## To be done
1 – In the message about Hadoop and Solr, what would working Hadoop into a MapReduce workflow require beforehand?
2 – Summarize the message about Hadoop and Solr in two sentences.
3 – Repeat word for word the part of the message about Hadoop and Solr that begins at the words containing "Unless I piggy-back" and stops after "its crawl data.".

## Document text
I've been considering the use of Hadoop, since that's what Nutch uses.
Unless I piggy-back onto Nutch's MR job, when creating a Solr index, I'm
wondering if it's overkill.  I can see ways of working it into a MapReduce
workflow, but it would involve dumping the database onto HDFS beforehand.
I'm still debating that one, with myself.

One other thing that I want to take advantage of is Lucene/Solr's filter
factories (?).  I'm not sure if I have the terminology right, but there are
a lot of advanced text-parsing features.  IE, a search for "reality" would
also turn up "reale."  It seems that I would want to perform my "find words,
filter out any white-listed context, and re-inject" after Nutch stuffs Solr
with all of its crawl data.

So, perhaps I can get help starting at #1 of your suggestion:

How would I best extract a phrase from Solr?  IE, can I tell Solr "give me
each occurence of X in document Y" or (and I'm guessing this is it) where
would I look to perform that kind of a search, myself?

## Data section
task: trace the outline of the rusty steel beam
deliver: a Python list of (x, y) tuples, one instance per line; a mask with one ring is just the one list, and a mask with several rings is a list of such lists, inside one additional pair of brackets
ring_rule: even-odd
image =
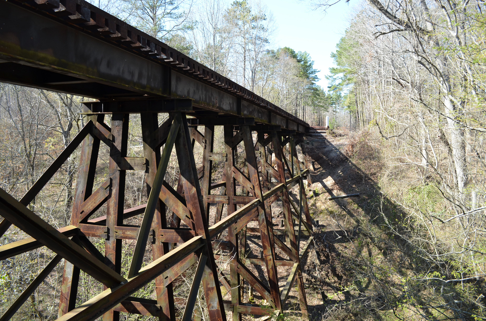
[[(260, 131), (255, 144), (251, 127), (241, 125), (235, 132), (233, 125), (226, 125), (224, 126), (225, 151), (215, 153), (215, 125), (205, 125), (203, 134), (197, 127), (190, 128), (185, 114), (171, 112), (169, 120), (159, 127), (156, 113), (144, 112), (141, 119), (144, 157), (131, 160), (133, 158), (126, 157), (128, 114), (114, 112), (108, 126), (104, 121), (104, 113), (87, 113), (92, 125), (83, 143), (71, 225), (58, 231), (0, 191), (0, 203), (5, 205), (5, 208), (0, 209), (0, 214), (33, 236), (0, 247), (0, 255), (11, 256), (44, 244), (68, 260), (61, 286), (59, 320), (93, 320), (103, 315), (104, 320), (114, 321), (119, 320), (119, 313), (122, 312), (175, 321), (173, 282), (197, 262), (200, 256), (205, 259), (199, 260), (183, 319), (192, 317), (200, 284), (204, 290), (211, 321), (226, 321), (225, 307), (232, 312), (233, 320), (239, 321), (242, 314), (266, 315), (281, 312), (296, 280), (302, 317), (308, 320), (300, 267), (300, 260), (312, 241), (312, 226), (306, 213), (308, 207), (303, 190), (303, 179), (308, 170), (304, 169), (304, 164), (298, 159), (292, 137), (286, 139), (275, 131), (267, 133)], [(290, 144), (288, 150), (282, 144), (286, 140)], [(109, 178), (93, 192), (101, 142), (110, 150)], [(203, 164), (199, 170), (193, 154), (196, 142), (203, 150)], [(165, 146), (161, 155), (162, 144)], [(180, 173), (176, 188), (163, 179), (173, 144)], [(289, 159), (286, 158), (286, 151)], [(244, 161), (237, 164), (237, 156), (243, 156)], [(222, 181), (212, 181), (213, 161), (225, 162)], [(125, 209), (125, 173), (142, 169), (142, 165), (147, 173), (148, 202)], [(278, 181), (271, 181), (274, 178)], [(289, 195), (289, 190), (297, 184), (299, 187), (298, 207)], [(221, 188), (219, 193), (213, 194), (218, 187)], [(272, 223), (271, 205), (279, 200), (282, 202), (284, 229), (274, 229)], [(104, 203), (106, 215), (90, 219)], [(214, 224), (210, 226), (211, 207), (216, 207), (217, 212)], [(167, 221), (166, 207), (174, 213), (176, 220)], [(141, 225), (124, 224), (124, 219), (142, 213)], [(295, 220), (301, 222), (306, 229), (295, 226)], [(247, 227), (254, 221), (258, 222), (258, 228)], [(181, 223), (189, 227), (179, 227)], [(218, 239), (226, 229), (227, 236)], [(247, 233), (254, 240), (259, 237), (262, 256), (246, 258)], [(285, 235), (287, 244), (275, 236), (277, 235)], [(298, 245), (299, 235), (311, 236), (302, 251)], [(72, 240), (68, 239), (71, 236), (74, 237)], [(104, 239), (104, 257), (87, 237)], [(152, 240), (153, 261), (142, 268), (141, 258), (149, 237)], [(128, 280), (117, 273), (122, 268), (122, 240), (136, 241), (135, 251), (129, 254), (133, 259)], [(175, 246), (178, 243), (180, 245)], [(289, 258), (277, 259), (276, 247)], [(229, 255), (223, 255), (222, 250), (229, 251)], [(213, 251), (218, 251), (216, 255)], [(216, 264), (216, 259), (219, 258), (231, 261), (229, 274), (225, 275)], [(266, 273), (257, 276), (248, 265), (264, 266)], [(279, 275), (277, 268), (283, 266), (294, 268), (289, 275)], [(106, 286), (103, 293), (77, 307), (81, 271)], [(108, 275), (119, 279), (107, 282)], [(280, 291), (278, 284), (282, 277), (287, 282)], [(156, 300), (130, 296), (154, 279)], [(231, 294), (230, 304), (223, 301), (220, 282)], [(249, 290), (256, 290), (272, 308), (267, 311), (244, 302), (243, 289), (247, 286)], [(17, 305), (9, 310), (9, 314), (15, 313)]]
[(202, 237), (193, 238), (184, 245), (141, 269), (136, 275), (129, 279), (126, 283), (105, 290), (79, 307), (58, 318), (57, 321), (88, 321), (95, 320), (203, 246), (205, 243)]
[(126, 280), (0, 189), (0, 215), (104, 284)]
[[(302, 133), (309, 127), (94, 6), (82, 0), (64, 2), (71, 9), (67, 11), (59, 2), (51, 8), (35, 1), (0, 3), (4, 22), (0, 59), (7, 62), (0, 69), (0, 80), (105, 100), (189, 97), (195, 106), (212, 112), (254, 117), (261, 123)], [(59, 13), (68, 11), (72, 14)], [(122, 64), (124, 68), (118, 67)]]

## Solution list
1 – Dumping the database onto HDFS.

2 – The writer is weighing whether using Hadoop, which Nutch uses, would be overkill for creating a Solr index, since working it into a MapReduce workflow would mean dumping the database onto HDFS first. The writer also wants to use Lucene/Solr's advanced text-parsing features after Nutch fills Solr with its crawl data, and asks how best to extract a phrase from Solr, such as each occurrence of X in document Y.

3 –
Unless I piggy-back onto Nutch's MR job, when creating a Solr index, I'm
wondering if it's overkill.  I can see ways of working it into a MapReduce
workflow, but it would involve dumping the database onto HDFS beforehand.
I'm still debating that one, with myself.

One other thing that I want to take advantage of is Lucene/Solr's filter
factories (?).  I'm not sure if I have the terminology right, but there are
a lot of advanced text-parsing features.  IE, a search for "reality" would
also turn up "reale."  It seems that I would want to perform my "find words,
filter out any white-listed context, and re-inject" after Nutch stuffs Solr
with all of its crawl data.